**Records for processing:**
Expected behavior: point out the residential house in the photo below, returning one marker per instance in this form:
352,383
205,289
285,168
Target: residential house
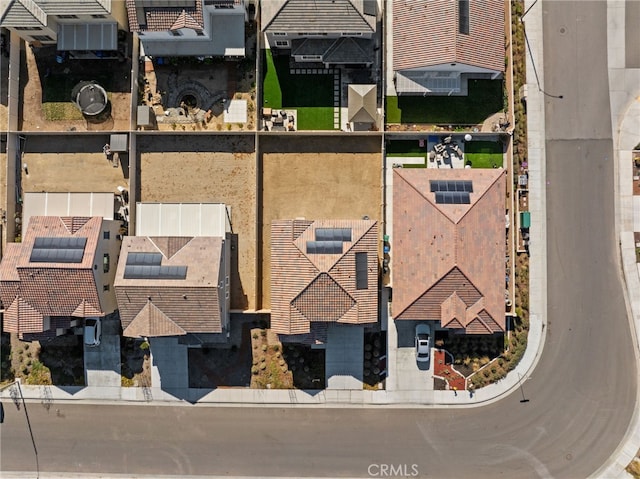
448,248
331,32
439,44
175,280
70,25
61,273
189,27
322,273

**Work to be completed:** Reproduce the entries above word for word, leaving out the pictures.

**Response:**
Expected behavior: point out the residential house in the photo below, returning one marker per instance in this form:
352,383
205,289
285,168
Target: residential house
448,248
331,32
439,44
175,280
70,25
61,273
189,27
322,273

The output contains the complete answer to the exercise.